## [Data for this task]
****************************************
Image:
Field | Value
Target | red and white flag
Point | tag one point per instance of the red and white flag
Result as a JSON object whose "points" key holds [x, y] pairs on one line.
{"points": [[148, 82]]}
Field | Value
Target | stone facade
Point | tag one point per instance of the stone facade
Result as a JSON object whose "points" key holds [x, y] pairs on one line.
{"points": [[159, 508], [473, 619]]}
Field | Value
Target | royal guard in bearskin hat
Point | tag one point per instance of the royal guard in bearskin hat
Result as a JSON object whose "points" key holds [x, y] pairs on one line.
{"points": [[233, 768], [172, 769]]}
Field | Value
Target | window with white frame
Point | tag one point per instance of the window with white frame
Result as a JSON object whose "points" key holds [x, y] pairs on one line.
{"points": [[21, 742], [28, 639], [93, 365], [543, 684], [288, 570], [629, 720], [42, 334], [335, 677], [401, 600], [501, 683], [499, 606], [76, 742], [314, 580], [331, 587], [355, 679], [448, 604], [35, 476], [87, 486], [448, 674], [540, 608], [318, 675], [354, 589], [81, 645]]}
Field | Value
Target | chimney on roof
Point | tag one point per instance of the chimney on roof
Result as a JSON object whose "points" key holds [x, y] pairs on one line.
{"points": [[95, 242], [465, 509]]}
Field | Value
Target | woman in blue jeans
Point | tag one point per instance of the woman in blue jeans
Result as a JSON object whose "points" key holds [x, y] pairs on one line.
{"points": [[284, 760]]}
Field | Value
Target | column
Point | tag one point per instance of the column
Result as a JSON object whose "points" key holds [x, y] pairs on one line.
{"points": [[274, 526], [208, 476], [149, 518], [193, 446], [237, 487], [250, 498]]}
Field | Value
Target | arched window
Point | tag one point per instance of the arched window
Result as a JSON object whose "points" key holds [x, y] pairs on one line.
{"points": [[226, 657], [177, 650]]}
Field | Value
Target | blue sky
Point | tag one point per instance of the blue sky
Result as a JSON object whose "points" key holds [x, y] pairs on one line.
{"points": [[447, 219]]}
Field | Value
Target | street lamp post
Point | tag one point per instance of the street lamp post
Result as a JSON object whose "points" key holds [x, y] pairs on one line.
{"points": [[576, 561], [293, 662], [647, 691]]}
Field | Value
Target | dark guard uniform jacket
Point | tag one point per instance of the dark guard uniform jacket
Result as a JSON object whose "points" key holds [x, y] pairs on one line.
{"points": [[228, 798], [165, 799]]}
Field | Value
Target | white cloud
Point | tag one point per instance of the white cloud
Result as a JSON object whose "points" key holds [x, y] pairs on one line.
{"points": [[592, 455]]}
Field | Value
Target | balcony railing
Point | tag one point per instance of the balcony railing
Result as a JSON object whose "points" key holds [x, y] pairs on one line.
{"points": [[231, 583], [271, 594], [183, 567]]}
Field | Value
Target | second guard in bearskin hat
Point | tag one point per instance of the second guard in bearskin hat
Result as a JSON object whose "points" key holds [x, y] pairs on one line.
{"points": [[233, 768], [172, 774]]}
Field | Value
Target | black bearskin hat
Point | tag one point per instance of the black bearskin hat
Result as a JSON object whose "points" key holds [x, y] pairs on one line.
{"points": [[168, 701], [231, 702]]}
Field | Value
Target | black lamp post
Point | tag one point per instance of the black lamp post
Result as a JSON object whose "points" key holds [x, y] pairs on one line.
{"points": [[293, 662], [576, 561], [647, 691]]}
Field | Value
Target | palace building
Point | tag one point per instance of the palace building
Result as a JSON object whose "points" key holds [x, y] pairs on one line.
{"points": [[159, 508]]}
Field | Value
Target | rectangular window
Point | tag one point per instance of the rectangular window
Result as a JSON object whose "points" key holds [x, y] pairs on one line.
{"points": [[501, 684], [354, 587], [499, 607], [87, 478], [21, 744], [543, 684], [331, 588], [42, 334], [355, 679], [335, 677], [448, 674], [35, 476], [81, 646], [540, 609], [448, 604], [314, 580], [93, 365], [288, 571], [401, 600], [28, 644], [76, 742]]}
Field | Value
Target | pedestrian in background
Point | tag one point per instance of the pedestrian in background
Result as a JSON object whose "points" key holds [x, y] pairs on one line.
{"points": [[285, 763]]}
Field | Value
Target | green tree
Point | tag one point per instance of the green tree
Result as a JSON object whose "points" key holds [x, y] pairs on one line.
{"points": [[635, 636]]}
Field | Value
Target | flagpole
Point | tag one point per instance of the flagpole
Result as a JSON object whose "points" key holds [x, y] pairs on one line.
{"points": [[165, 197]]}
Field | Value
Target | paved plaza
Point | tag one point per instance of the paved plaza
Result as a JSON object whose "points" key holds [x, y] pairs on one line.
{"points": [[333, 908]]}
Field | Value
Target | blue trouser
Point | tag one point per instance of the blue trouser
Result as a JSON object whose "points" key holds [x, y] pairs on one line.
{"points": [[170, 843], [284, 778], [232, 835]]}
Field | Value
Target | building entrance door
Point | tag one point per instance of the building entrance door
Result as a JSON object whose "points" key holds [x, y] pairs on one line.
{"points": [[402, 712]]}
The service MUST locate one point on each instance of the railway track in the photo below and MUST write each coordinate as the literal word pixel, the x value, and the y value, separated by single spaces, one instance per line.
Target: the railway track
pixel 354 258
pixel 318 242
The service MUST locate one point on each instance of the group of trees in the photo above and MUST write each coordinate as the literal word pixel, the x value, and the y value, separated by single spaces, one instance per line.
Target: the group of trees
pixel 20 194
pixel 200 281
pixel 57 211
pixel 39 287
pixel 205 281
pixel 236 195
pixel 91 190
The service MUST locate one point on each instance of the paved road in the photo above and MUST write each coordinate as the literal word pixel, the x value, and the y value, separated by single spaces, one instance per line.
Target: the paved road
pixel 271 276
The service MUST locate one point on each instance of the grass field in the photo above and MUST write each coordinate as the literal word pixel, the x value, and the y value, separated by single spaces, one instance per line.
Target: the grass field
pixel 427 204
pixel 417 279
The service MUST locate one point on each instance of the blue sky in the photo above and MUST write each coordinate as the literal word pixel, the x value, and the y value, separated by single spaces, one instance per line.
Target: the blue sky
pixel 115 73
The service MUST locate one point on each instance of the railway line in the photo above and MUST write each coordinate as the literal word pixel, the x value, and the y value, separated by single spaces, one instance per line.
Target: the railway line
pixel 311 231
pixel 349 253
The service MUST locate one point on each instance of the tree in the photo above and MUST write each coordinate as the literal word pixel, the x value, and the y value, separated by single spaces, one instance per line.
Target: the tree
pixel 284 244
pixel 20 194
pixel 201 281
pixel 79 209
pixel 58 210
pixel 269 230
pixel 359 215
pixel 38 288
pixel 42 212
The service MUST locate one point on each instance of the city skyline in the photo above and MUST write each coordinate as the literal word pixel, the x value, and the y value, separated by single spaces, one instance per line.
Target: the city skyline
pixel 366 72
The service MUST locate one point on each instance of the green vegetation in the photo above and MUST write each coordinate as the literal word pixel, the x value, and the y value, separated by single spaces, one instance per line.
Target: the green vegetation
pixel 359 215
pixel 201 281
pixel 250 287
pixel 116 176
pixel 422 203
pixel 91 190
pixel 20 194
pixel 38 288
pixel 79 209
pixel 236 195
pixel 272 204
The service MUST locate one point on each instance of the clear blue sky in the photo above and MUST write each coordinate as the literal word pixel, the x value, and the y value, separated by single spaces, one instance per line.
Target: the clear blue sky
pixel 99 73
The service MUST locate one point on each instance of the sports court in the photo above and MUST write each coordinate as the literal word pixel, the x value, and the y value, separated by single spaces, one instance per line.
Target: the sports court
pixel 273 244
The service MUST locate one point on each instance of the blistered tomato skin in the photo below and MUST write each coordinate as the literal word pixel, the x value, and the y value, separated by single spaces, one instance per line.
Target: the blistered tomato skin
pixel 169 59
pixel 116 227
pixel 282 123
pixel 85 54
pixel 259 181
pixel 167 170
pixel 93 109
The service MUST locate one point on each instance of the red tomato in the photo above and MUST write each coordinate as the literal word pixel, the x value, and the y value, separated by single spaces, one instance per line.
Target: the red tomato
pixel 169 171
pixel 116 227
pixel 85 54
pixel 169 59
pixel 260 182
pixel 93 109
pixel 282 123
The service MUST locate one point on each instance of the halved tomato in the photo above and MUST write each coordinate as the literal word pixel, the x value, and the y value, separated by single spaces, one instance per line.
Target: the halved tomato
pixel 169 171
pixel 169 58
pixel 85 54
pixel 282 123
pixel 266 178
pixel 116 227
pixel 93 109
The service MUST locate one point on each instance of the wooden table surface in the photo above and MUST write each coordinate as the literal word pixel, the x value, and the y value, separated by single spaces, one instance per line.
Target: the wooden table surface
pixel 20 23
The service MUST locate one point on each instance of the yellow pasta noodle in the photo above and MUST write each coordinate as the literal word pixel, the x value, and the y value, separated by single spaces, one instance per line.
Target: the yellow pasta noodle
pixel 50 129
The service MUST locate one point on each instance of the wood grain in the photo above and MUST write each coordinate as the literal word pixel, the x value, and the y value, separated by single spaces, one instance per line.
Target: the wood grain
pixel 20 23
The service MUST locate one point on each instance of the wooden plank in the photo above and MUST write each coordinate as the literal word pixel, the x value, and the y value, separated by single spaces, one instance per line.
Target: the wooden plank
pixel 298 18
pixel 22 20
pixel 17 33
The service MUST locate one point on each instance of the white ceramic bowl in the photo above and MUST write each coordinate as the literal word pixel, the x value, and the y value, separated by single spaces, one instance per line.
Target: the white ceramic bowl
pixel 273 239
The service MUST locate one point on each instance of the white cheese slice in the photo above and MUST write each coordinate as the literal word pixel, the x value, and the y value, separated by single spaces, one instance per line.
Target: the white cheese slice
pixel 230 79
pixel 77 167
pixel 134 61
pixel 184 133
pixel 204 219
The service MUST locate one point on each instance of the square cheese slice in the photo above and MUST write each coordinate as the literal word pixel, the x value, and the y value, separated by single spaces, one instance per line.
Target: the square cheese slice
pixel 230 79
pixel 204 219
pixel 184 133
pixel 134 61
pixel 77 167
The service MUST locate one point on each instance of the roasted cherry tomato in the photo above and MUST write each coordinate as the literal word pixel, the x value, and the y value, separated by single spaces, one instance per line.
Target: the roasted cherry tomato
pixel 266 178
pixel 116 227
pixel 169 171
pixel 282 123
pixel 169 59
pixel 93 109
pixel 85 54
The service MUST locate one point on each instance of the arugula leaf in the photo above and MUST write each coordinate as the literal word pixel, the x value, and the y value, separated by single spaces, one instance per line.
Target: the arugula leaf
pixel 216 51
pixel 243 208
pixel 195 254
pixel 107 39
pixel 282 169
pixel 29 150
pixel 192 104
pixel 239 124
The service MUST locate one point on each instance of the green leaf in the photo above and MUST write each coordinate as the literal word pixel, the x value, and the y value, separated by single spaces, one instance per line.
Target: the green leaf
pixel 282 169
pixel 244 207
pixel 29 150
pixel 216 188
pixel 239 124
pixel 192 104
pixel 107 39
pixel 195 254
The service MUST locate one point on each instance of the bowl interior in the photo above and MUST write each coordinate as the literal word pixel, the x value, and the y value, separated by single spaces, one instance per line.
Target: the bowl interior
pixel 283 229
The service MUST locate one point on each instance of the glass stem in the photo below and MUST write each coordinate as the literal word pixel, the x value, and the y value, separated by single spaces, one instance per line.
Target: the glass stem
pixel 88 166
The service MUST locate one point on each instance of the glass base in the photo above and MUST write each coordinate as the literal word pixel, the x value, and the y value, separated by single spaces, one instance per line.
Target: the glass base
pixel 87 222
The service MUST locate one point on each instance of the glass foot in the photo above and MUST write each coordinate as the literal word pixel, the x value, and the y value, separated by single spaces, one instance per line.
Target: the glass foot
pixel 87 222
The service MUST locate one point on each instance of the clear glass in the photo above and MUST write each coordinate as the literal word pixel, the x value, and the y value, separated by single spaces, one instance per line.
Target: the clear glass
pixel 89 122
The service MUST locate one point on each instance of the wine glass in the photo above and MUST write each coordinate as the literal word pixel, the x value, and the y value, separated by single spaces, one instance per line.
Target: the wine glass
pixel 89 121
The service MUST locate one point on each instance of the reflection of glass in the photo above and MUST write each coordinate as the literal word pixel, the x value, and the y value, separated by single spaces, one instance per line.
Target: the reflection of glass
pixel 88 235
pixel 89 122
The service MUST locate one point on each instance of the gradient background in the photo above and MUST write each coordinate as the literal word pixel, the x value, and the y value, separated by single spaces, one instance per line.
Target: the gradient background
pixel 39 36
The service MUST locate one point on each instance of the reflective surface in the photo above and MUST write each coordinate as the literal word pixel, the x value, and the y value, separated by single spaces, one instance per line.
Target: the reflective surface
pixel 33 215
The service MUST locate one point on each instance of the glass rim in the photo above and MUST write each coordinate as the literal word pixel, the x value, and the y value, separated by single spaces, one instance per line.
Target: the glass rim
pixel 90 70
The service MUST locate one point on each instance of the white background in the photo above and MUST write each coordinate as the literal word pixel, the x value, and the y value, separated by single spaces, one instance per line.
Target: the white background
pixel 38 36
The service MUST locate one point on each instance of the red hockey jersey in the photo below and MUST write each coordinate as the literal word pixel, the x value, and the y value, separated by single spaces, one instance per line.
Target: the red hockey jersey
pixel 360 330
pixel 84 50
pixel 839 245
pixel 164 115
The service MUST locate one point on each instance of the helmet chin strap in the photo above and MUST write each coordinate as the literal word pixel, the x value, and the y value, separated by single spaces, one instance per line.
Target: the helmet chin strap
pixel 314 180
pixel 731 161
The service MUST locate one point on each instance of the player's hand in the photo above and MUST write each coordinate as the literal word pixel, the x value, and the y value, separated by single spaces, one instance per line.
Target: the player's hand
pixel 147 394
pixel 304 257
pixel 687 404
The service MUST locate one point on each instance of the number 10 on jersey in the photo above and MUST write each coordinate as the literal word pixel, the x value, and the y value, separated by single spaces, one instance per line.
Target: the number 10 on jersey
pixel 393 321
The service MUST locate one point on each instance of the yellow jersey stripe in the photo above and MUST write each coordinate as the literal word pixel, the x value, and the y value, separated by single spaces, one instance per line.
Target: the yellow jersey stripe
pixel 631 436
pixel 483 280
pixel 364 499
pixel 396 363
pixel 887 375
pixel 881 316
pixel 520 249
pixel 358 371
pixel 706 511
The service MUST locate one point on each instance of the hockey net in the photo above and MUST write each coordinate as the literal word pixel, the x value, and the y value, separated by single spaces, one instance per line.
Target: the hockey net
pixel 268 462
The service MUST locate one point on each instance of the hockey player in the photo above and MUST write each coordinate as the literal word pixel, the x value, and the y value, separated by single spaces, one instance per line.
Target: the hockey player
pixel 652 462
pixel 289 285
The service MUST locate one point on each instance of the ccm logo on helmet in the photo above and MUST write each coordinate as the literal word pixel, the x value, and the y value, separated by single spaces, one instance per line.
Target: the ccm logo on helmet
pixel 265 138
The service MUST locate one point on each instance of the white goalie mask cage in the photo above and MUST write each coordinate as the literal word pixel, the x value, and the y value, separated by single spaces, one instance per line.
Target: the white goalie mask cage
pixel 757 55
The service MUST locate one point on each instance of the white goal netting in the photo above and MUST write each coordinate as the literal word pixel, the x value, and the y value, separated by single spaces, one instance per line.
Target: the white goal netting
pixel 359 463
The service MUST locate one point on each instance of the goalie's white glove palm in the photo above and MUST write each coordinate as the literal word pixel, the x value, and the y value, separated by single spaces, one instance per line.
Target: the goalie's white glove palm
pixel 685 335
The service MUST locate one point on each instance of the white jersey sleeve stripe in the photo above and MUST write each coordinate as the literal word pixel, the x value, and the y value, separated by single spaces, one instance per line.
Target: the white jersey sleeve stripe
****************************************
## [Task requirements]
Each line from the one containing "of the goalie's" to the end of the listing above should be copied exactly, and nothing else.

## [Answer to the task]
The service MUST locate one point on each instance of the goalie's white glove palm in the photo above and MUST write each coordinate as the literal word pixel, the x value, and the y value, separated by single spaces, one instance per line.
Target: the goalie's white glove palm
pixel 685 335
The service MUST locate one point on each instance of the white jersey sleeve stripe in the photo above and MUST write each coordinate as the literal word pixel, the x value, and the y value, separated by single spaces, one instance per line.
Target: the white jersey sleeve stripe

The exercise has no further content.